» **EXERCISE BRIEF**: Below are several entries. Transcribe exactly those lines that fall from the one with "column 686, row 124" through the one with "Reviewer note: verify that every instance of the chrome", end lines included.

» **Recorded data**:
+ + +
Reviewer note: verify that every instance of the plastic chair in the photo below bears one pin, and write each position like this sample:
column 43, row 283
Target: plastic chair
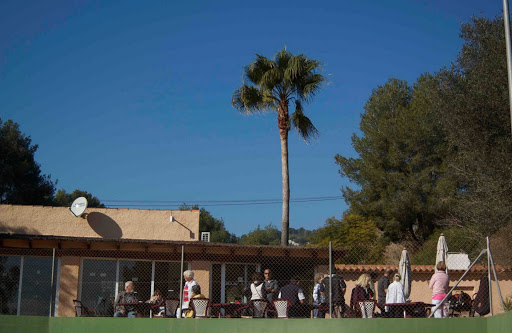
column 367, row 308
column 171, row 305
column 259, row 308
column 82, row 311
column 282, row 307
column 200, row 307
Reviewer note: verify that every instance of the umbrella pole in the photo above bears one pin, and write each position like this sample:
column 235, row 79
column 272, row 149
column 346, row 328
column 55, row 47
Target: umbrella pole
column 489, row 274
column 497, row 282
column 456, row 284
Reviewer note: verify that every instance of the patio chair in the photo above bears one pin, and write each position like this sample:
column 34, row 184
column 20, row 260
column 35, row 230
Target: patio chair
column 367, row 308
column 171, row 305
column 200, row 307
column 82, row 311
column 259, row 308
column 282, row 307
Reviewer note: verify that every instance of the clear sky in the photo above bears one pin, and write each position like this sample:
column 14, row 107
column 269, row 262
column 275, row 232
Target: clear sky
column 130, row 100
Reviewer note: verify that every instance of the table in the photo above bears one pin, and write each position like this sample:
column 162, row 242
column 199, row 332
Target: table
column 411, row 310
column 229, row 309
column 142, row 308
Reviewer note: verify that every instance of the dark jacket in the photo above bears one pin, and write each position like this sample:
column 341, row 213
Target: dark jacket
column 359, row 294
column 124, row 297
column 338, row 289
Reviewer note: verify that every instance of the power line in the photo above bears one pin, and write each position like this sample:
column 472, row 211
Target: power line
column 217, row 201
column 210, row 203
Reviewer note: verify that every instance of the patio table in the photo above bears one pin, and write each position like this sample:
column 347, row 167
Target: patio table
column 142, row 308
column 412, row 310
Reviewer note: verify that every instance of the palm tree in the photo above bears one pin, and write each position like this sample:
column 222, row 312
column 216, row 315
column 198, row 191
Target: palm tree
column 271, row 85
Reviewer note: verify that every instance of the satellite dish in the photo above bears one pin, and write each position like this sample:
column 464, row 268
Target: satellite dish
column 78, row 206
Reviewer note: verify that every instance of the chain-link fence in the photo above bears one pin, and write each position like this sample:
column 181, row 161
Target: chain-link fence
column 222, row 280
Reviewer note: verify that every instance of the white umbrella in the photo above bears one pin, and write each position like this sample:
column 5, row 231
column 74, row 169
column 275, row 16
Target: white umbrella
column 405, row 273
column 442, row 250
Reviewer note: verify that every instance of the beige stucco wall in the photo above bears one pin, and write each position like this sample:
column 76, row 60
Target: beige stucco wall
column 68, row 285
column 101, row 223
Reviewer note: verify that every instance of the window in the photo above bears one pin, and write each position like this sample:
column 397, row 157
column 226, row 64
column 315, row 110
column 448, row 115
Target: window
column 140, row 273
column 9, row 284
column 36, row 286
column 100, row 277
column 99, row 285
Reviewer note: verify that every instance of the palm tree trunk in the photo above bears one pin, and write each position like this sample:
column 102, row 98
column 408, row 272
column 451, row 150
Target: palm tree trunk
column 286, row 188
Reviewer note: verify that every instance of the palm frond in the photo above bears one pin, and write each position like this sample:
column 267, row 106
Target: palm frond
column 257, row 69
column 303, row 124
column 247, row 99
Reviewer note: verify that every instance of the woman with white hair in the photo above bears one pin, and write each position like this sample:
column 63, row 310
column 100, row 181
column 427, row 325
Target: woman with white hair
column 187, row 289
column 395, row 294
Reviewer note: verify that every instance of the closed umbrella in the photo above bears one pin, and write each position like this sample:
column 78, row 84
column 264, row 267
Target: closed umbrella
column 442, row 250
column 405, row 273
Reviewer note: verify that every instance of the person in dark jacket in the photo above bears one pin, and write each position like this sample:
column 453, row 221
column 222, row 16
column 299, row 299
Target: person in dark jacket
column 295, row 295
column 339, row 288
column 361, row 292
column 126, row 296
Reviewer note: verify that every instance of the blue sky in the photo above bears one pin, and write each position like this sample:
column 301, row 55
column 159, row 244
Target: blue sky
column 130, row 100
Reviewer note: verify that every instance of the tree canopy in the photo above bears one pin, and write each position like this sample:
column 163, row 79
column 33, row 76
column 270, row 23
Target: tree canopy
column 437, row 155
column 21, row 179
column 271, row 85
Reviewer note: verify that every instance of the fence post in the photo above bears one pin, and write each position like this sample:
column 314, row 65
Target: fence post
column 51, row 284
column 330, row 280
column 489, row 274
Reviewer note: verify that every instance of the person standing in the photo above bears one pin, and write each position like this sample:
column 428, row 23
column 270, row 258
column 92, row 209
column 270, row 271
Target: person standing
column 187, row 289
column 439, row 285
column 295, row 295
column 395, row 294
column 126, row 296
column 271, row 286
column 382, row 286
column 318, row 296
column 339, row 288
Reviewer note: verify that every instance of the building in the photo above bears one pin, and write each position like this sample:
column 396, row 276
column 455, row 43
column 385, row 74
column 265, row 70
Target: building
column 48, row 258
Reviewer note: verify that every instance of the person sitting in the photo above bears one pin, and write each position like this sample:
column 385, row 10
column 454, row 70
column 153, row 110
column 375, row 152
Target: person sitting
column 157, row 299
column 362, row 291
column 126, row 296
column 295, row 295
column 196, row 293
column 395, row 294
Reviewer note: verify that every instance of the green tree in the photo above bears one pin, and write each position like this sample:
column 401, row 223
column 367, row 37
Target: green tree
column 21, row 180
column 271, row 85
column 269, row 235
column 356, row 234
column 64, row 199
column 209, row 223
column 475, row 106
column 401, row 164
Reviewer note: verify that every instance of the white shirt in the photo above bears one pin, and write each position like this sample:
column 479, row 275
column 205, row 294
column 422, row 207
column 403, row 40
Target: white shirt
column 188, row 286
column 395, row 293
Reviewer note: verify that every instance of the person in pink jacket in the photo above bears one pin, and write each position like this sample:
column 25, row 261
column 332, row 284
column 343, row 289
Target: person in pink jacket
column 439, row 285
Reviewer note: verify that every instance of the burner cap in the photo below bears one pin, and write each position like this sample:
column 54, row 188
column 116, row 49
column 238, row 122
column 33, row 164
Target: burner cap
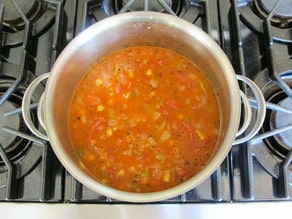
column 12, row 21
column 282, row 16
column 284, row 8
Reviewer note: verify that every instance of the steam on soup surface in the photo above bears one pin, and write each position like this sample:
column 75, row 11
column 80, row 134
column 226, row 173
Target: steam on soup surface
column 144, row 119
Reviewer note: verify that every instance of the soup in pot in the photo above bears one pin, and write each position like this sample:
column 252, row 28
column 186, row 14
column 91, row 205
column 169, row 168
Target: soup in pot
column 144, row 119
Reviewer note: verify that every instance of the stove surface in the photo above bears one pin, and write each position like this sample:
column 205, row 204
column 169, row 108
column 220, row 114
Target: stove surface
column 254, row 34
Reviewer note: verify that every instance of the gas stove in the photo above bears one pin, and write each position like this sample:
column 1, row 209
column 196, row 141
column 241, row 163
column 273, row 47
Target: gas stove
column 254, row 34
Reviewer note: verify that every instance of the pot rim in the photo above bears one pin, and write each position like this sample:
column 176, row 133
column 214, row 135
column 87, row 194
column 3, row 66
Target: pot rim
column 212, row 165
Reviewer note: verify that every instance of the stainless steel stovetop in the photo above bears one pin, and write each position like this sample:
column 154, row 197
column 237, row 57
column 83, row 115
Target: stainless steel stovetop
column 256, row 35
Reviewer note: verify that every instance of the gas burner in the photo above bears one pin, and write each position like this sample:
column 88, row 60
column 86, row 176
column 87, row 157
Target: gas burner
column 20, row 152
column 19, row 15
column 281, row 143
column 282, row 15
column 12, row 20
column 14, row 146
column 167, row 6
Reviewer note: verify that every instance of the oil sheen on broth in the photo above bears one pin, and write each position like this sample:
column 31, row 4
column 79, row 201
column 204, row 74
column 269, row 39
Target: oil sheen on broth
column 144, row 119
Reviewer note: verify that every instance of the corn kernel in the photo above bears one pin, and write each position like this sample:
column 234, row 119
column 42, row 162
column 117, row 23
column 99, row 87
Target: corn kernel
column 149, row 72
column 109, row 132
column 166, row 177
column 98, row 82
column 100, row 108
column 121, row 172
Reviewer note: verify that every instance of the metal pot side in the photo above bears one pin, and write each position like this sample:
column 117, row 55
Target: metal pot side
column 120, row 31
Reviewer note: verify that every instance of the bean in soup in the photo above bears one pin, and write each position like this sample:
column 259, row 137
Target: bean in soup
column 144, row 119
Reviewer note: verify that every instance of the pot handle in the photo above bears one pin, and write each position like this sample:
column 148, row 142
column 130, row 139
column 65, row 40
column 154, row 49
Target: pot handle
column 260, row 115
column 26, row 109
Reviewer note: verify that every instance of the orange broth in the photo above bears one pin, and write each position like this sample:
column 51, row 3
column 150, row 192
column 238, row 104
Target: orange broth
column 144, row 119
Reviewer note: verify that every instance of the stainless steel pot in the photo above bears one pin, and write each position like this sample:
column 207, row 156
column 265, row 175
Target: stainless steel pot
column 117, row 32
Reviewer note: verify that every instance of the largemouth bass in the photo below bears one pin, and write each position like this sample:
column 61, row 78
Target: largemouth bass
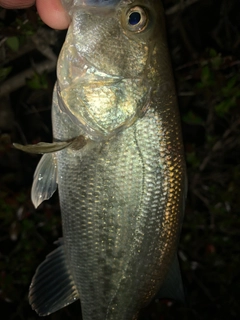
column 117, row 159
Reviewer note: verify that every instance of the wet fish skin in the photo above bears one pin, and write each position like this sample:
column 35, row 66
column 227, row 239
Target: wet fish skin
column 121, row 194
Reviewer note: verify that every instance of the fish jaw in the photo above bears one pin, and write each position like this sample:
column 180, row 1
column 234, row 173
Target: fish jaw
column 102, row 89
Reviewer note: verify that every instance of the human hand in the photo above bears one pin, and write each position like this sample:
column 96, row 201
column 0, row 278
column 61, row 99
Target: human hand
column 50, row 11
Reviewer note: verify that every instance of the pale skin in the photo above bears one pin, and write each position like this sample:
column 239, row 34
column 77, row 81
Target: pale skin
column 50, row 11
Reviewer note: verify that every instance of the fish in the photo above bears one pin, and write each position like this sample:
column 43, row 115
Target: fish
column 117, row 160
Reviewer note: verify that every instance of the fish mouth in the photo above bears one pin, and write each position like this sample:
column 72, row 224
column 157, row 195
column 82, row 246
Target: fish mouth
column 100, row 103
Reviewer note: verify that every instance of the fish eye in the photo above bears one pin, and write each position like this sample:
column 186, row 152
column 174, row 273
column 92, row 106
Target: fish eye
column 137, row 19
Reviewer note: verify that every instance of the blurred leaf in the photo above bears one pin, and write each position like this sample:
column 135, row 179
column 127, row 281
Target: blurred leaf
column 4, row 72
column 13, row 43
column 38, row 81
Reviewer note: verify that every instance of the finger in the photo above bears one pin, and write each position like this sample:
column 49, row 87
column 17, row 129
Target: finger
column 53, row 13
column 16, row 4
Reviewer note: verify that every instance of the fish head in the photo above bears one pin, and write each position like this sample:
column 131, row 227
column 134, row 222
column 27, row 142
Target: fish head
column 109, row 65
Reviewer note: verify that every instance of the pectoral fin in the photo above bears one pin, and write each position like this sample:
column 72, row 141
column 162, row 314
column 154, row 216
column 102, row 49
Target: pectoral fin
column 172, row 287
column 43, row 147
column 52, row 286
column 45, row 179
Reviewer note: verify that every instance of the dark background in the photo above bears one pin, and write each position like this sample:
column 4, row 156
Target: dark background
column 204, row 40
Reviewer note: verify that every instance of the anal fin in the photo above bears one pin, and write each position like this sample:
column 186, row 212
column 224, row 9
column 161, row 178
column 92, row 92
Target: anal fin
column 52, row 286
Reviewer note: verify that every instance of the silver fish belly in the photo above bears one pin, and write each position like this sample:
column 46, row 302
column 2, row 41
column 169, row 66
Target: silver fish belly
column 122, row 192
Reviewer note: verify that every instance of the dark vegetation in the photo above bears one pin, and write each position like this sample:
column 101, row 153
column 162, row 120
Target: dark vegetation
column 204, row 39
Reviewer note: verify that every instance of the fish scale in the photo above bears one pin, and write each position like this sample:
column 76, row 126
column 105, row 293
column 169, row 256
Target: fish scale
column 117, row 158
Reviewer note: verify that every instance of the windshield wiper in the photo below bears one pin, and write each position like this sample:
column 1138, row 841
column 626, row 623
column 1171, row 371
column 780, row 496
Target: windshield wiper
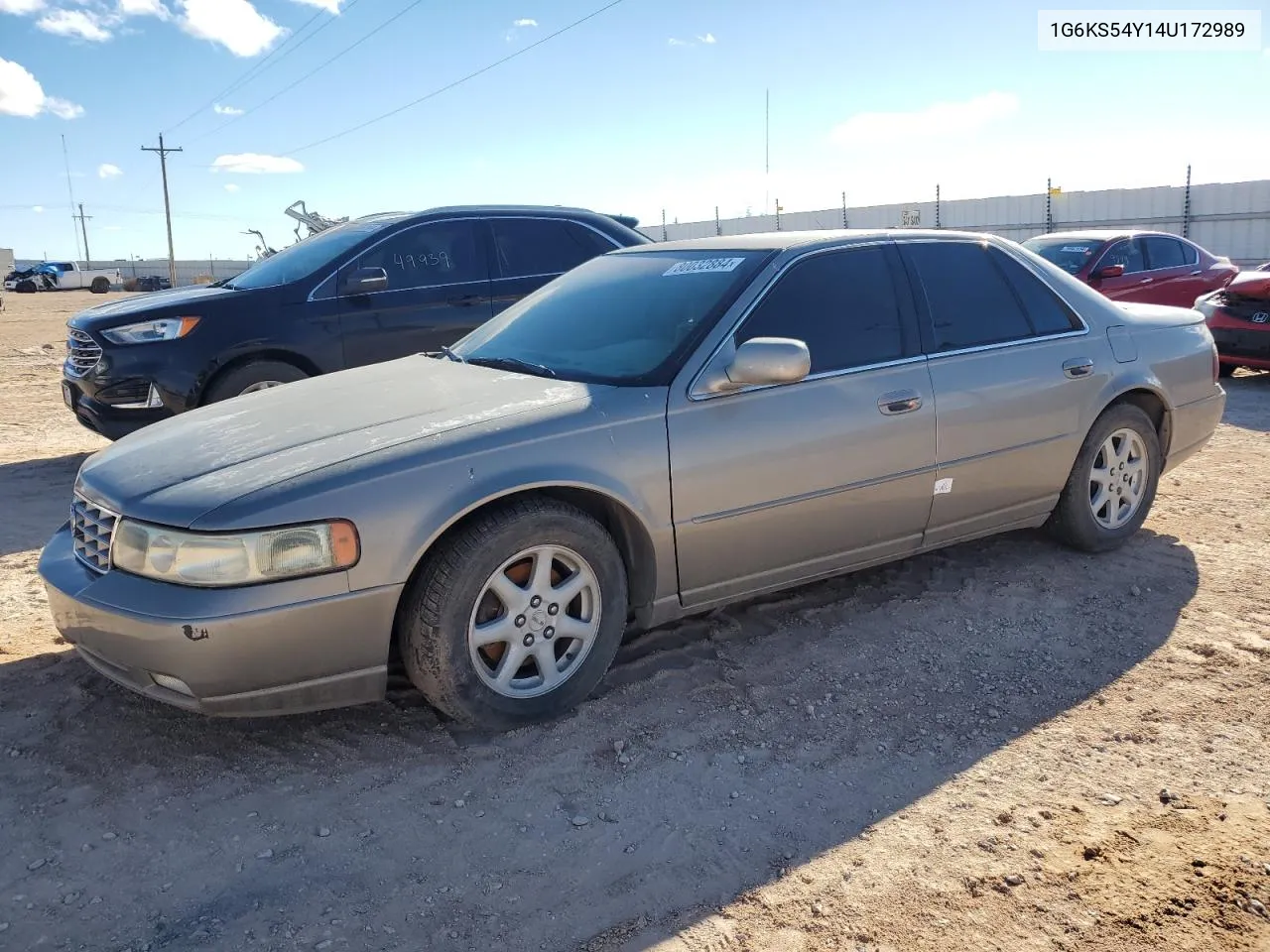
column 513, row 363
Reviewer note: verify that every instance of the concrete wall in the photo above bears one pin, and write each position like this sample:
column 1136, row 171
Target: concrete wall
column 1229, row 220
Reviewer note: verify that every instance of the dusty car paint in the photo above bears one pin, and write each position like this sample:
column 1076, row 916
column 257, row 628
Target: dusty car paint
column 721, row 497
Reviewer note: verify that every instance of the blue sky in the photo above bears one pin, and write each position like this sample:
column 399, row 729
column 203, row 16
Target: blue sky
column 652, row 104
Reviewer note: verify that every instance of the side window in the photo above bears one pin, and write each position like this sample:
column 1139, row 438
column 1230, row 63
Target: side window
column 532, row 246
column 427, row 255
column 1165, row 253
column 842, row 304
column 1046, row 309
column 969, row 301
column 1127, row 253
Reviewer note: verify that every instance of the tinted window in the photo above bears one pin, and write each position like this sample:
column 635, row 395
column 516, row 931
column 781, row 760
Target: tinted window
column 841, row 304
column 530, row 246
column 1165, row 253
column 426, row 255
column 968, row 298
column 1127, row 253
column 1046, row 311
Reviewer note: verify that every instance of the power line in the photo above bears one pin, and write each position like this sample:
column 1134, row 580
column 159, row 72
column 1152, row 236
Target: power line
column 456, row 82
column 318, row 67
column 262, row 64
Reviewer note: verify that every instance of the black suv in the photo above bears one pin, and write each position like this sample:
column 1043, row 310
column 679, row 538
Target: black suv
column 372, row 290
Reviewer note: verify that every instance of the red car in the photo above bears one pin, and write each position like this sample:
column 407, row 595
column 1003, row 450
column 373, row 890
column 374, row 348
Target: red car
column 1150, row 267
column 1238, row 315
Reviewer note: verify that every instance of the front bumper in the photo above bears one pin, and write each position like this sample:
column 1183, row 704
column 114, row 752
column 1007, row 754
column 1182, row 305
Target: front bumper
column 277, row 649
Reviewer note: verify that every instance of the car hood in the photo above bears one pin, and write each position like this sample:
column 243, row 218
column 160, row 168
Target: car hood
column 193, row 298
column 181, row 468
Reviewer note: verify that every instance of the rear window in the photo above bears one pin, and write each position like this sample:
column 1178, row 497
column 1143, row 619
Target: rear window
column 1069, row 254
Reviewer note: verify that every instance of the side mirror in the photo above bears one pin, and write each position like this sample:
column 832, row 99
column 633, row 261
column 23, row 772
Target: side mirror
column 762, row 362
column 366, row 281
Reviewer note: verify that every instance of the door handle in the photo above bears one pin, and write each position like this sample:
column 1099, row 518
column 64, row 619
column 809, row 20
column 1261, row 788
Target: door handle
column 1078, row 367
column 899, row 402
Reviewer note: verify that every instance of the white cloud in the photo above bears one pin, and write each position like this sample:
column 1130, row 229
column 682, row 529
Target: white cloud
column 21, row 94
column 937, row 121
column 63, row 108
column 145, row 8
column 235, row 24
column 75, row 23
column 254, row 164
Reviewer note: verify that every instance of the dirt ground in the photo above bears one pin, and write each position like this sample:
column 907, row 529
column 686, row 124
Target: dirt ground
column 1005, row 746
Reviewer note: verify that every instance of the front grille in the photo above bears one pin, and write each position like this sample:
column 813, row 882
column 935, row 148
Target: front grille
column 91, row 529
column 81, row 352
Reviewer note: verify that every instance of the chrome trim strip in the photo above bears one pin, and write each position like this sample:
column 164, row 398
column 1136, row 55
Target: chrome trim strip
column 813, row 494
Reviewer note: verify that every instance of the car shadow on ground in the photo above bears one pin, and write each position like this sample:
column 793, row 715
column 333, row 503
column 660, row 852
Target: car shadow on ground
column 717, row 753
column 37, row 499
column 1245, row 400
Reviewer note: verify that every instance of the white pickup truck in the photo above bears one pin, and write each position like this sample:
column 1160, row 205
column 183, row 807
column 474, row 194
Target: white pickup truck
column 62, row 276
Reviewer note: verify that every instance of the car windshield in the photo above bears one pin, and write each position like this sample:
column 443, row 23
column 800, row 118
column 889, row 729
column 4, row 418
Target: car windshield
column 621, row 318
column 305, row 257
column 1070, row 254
+ + +
» **PROBLEM SOLUTION**:
column 686, row 124
Target: dirt ground
column 1005, row 746
Reviewer note: verify that every instance of the front grille in the photo above bears one pin, and write each position like this sample:
column 813, row 882
column 935, row 148
Target: front grille
column 91, row 529
column 81, row 352
Reviewer note: verify that every instance of the chrome trim strip in the photo above bears one pin, and write each position like this sample:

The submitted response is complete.